_Exercise requirements_:
a. In the summary of the WITA webinar on Digital Services Taxes, who served as moderator?
b. Write the next part of the WITA webinar summary on Digital Services Taxes, picking up after its final sentence.

On Thursday, July 9th, WITA hosted a webinar with panelists who discussed Digital Services Taxes (DSTs) as an emerging new front in trade disputes and their nexus with trade law and policy.
Grant Aldonas, Principal Managing Director, Split Rock International, and former U.S. Undersecretary of Commerce for International Trade
Pamela Olson, Consultant, PWC, and former Assistant Secretary of the Treasury for Tax Policy
Moderator: Meredith Broadbent, Senior Adviser (Non-Resident), CSIS and former Chairman of the International Trade Commission
The webinar began with Pam Olson giving a brief overview of international norms when it comes to international taxation, as well as when those norms began to come into question. She then discussed how the debate over these norms led to the OECD project Base Erosion Profit Shifting. This project did not investigate how taxing rights should be allocated due to the U.S. push back, despite taxing rights not being directly on the table, there was certainly under the table discussion of taxing rights in the BEPS project.
Olson then provided a summary of the U.S.’ 2017 tax reform act and where those tax rules drew their inspiration from, much of which came from the BEPS project. The U.S. and the OECD came to a recognition in 2017 that it was time to reevaluate Digital Services Taxes. Olslon also went over what the U.S.’ current perspectives are on DSTs, including a newfound hesitancy for the OECDs tax proposal due to COVID-19. Olson then emphasized the need for a global agreement given the inconsistencies in DSTs across the globe.
Meredith Broadbent then followed Olson’s statement asking Olson to go over the politics of the U.S. companies that are most often subject to DSTs.

_Source information_:
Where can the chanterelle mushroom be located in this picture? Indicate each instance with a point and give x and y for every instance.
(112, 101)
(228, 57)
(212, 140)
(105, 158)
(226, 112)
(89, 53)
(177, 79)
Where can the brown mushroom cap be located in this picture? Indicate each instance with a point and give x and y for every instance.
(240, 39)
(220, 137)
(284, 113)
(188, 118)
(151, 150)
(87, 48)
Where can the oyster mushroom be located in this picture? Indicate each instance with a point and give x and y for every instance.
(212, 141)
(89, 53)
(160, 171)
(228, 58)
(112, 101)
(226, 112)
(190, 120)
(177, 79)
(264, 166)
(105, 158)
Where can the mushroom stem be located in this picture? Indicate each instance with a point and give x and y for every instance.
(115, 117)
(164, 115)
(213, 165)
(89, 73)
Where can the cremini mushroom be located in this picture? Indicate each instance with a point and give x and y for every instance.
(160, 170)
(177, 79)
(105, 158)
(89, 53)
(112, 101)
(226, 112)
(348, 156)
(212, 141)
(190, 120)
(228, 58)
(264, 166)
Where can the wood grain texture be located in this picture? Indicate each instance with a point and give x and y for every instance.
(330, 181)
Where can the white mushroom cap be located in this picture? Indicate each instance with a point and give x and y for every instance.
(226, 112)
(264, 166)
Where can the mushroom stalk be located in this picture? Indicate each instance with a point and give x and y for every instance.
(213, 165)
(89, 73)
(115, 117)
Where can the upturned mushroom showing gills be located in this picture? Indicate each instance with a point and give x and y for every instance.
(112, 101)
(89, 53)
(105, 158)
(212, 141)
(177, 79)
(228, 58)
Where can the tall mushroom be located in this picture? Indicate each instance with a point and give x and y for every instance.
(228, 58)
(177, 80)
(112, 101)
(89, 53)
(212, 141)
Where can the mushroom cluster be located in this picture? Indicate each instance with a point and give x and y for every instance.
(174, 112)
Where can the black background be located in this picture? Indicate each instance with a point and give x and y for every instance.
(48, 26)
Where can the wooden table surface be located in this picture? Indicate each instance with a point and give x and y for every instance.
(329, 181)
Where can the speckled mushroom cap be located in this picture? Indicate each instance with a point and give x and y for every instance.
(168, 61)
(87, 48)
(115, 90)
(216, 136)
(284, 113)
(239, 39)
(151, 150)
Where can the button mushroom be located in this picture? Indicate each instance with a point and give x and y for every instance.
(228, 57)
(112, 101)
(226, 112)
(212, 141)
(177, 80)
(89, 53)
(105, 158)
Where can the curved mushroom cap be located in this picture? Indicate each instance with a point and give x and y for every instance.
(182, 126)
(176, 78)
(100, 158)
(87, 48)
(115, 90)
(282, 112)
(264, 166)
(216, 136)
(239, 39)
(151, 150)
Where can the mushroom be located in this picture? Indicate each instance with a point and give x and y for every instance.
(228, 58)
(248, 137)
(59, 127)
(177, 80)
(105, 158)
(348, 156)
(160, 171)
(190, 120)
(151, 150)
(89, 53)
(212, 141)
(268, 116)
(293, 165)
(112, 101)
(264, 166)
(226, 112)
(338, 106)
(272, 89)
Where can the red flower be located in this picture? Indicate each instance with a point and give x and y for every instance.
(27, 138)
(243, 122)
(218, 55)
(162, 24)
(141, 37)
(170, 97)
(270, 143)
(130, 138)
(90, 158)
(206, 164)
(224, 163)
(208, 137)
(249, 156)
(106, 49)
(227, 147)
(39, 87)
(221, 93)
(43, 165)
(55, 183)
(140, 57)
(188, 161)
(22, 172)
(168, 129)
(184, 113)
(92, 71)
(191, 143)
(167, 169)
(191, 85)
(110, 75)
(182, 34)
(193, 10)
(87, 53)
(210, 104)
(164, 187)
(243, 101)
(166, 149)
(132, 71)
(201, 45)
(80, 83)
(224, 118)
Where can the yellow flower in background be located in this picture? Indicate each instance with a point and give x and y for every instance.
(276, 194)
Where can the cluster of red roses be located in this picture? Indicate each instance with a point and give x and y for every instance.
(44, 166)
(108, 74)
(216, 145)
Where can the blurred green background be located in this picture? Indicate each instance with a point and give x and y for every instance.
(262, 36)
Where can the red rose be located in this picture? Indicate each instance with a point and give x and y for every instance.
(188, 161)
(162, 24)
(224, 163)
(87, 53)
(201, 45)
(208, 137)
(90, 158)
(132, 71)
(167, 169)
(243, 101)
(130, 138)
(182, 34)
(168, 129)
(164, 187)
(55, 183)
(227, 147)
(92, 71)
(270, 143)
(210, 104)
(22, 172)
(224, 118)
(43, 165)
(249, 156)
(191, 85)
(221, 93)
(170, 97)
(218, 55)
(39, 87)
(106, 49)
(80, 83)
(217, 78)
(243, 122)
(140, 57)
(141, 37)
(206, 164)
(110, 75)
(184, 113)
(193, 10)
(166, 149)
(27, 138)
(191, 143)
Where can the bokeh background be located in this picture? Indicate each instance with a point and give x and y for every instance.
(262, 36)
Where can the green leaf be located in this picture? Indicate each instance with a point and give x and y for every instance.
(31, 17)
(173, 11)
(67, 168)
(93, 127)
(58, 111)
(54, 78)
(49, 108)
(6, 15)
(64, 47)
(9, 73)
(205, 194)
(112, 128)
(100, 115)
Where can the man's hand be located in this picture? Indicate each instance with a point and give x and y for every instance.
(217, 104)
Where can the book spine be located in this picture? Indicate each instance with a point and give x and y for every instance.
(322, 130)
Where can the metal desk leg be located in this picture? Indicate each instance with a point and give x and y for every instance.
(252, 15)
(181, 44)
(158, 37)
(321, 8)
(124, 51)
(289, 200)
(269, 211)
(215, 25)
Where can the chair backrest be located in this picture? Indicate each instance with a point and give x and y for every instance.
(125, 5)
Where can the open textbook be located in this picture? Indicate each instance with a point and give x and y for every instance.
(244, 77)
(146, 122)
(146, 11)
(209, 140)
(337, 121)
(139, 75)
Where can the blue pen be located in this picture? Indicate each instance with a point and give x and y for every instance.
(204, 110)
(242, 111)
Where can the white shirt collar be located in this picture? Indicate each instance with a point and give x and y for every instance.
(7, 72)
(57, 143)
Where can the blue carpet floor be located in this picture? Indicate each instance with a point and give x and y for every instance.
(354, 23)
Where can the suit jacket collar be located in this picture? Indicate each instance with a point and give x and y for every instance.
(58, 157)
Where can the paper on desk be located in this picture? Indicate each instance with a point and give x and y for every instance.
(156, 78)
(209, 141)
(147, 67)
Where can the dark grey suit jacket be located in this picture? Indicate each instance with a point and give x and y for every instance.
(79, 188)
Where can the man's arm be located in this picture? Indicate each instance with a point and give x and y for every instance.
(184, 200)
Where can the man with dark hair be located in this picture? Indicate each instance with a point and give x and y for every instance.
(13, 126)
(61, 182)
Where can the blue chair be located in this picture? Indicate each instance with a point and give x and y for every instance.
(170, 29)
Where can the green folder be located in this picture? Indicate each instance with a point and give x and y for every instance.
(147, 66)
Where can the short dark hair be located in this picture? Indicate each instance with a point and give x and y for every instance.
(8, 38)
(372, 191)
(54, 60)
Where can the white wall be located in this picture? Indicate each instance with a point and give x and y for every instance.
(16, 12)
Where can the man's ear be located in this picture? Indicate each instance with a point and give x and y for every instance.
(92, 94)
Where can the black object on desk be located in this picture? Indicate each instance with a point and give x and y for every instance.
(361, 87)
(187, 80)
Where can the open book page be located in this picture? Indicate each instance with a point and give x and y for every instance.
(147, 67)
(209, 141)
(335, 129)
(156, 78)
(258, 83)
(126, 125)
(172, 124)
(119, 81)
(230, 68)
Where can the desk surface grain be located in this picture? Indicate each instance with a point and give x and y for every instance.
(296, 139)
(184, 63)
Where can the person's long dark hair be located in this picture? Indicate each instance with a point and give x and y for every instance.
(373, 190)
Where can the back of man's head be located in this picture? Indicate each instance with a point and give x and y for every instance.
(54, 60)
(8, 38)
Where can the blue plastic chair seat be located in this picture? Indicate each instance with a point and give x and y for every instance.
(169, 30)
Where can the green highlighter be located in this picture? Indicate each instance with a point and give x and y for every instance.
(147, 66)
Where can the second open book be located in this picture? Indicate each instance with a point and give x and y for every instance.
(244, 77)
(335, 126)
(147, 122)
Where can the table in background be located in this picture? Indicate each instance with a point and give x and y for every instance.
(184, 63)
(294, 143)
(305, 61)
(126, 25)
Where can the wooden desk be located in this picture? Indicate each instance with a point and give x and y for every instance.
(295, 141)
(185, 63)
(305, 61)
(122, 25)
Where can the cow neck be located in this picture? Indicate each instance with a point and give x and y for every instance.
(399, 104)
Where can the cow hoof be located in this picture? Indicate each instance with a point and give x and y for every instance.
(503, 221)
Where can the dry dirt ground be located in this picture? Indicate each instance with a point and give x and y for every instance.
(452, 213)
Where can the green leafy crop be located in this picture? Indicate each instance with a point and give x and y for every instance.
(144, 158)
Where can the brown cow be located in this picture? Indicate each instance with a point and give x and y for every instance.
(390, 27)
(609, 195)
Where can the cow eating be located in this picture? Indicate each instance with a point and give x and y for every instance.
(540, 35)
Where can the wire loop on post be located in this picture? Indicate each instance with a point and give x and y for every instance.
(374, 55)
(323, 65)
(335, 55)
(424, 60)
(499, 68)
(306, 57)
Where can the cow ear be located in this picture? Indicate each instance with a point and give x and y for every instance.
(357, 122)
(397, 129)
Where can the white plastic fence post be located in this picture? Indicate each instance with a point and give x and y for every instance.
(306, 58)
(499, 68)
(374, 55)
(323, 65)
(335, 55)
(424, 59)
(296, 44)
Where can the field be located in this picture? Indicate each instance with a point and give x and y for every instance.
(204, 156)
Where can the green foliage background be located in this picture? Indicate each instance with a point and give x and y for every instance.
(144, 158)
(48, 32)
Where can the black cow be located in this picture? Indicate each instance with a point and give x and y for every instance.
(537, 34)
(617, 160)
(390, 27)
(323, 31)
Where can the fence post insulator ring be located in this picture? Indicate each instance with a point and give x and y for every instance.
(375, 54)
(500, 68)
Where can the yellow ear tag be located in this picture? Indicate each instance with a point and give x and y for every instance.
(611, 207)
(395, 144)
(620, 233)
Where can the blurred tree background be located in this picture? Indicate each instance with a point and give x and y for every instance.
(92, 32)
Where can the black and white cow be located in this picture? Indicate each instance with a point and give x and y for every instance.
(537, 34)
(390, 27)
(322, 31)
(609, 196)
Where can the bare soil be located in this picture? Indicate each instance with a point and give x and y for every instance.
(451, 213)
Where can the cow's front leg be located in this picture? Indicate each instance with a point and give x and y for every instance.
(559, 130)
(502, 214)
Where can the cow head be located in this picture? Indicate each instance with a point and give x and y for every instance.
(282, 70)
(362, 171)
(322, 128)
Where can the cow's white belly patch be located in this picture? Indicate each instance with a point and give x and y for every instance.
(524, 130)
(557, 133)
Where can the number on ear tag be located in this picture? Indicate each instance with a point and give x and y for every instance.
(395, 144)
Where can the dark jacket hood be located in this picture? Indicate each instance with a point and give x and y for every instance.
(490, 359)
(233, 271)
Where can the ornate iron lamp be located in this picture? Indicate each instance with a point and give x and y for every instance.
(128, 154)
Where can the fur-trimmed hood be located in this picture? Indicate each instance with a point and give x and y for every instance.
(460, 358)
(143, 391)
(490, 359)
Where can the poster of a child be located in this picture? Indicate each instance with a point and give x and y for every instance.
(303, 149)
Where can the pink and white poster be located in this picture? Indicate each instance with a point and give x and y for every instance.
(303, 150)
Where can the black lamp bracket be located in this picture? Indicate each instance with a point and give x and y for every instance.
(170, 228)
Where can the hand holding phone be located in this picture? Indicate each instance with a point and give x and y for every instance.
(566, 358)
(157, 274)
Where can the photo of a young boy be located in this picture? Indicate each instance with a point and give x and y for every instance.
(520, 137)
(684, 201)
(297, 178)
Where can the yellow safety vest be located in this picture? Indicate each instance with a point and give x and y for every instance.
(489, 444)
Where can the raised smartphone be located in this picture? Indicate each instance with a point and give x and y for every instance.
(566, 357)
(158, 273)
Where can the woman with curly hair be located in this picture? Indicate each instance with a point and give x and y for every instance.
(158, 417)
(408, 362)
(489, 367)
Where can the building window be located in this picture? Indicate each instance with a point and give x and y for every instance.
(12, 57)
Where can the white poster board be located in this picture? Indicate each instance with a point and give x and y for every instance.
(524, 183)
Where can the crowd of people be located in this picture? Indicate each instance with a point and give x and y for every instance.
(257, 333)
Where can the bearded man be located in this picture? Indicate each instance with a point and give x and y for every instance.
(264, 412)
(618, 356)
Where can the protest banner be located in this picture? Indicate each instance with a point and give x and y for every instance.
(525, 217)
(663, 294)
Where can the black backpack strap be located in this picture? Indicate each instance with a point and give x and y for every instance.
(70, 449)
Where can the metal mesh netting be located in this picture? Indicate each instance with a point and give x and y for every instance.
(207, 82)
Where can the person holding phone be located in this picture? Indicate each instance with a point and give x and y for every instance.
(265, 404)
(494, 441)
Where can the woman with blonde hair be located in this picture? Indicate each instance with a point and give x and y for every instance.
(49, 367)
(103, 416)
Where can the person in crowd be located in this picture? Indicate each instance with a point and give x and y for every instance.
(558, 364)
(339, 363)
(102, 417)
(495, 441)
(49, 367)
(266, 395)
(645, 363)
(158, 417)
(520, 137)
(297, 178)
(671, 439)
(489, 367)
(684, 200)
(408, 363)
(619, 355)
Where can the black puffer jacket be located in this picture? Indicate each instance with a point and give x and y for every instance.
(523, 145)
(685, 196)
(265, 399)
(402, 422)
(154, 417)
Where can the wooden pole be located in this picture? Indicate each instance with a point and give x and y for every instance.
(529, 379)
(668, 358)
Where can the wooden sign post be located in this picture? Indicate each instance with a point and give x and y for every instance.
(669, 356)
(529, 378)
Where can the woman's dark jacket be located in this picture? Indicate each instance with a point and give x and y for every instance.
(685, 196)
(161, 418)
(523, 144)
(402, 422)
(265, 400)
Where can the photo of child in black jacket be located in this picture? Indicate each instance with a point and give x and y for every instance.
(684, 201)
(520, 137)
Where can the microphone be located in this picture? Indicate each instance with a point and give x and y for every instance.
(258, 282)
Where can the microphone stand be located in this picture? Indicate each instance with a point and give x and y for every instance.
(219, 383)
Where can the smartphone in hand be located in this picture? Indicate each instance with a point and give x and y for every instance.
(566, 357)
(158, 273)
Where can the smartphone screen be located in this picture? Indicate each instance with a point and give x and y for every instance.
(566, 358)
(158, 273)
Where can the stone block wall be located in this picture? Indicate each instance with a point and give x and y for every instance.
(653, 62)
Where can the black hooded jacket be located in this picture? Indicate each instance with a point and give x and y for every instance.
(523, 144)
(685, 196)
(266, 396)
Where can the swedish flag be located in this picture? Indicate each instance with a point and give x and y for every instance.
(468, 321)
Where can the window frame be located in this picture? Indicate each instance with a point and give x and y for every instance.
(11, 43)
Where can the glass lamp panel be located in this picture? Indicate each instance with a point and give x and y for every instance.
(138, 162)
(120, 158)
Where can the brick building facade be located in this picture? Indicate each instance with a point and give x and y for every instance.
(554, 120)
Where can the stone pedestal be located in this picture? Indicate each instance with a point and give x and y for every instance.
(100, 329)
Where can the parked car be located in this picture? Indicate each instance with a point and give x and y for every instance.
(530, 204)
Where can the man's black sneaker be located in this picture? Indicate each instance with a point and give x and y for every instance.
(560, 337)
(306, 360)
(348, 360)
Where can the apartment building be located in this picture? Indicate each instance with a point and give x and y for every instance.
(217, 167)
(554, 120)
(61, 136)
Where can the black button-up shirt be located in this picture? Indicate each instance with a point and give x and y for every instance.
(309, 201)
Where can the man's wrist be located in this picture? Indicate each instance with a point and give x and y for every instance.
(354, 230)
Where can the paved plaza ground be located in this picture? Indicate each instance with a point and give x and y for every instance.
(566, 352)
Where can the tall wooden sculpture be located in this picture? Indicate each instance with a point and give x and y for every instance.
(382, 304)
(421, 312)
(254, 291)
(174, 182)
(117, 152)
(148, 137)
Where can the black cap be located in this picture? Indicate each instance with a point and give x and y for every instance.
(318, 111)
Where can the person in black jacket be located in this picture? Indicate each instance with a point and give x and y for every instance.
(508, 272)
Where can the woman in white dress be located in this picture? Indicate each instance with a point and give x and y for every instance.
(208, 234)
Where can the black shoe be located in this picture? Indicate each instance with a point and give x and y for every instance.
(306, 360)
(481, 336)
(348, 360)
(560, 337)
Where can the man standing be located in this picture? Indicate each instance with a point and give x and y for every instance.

_Activity answers_:
a. Meredith Broadbent, Senior Adviser (Non-Resident) at CSIS and former Chairman of the International Trade Commission.

b.
Grant Aldonas then shifted the focus of the conversation to the impacts of DSTs on trade. Aldonas clarified that DSTs are not income taxes, but taxes on gross revenue. Aldonas stated that these are “tariffs on services” and noted how this is the first time there has ever been a tariff on services. Aldonas then went in depth on the USTR’s Section 301 including how it does not limit the definition of what a trade agreement is. Aldonas discussed how DSTs raise issues based on rules of non-discrimination, specifically with the French, British, and Czech DSTs. He went on further to discuss how India’s taxes violate GATT rules.
Aldonas concluded his remarks by focusing on the economic harm that comes from DSTs. Aldonas stated that these economic harms should be used to motivate and outline the regulations for DSTs. He also left us with his prediction on what he thinks the future of this problem holds, remarking how he believes it will only metastasize as governments look to widen the tax base, post COVID-19.
The webinar then concluded with a Q & A session that featured questions on domestic interest in DSTs, what companies could be subject to DSTs, DST models and how they differ, and more.